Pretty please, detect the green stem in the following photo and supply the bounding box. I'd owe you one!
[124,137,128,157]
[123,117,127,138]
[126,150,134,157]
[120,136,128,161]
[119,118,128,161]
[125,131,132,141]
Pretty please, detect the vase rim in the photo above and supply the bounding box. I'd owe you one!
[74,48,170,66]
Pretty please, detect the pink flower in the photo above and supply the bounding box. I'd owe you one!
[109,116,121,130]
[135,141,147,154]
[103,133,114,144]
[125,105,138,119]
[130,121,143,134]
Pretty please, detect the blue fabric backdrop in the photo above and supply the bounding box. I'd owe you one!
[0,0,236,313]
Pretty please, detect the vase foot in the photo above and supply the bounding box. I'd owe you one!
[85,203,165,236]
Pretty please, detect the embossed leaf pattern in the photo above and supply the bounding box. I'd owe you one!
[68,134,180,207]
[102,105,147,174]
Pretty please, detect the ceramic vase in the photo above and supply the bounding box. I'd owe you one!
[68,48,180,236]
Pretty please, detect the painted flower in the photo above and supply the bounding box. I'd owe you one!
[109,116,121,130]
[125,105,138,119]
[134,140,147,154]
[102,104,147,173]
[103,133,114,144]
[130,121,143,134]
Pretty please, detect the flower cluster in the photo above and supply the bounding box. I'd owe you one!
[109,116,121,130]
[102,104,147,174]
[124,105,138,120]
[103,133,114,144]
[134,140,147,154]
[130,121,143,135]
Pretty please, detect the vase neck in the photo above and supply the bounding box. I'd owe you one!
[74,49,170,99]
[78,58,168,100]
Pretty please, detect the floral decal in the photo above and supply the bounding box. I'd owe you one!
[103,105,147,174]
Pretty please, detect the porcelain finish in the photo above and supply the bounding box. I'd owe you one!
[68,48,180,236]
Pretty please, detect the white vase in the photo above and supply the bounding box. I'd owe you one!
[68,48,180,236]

WORK ORDER:
Retype exactly the lines from the one containing "Pretty please, detect the vase neck" through the last line of the records above, including both.

ANSWER TO THIS TASK:
Pretty please, detect the vase neck in the photo above and supply the bounding box. I'd owe you one!
[74,49,170,99]
[78,58,168,100]
Pretty please, detect the floral decal in the photo above and supply the bounding box. I'd owe you one!
[103,105,147,174]
Pretty please, detect the porcelain finish in the photo above and supply the bounding box. I'd owe you one!
[68,48,180,236]
Pretty please, detect the white vase in the photo above and supply the bounding box. I'd owe you one!
[68,48,180,236]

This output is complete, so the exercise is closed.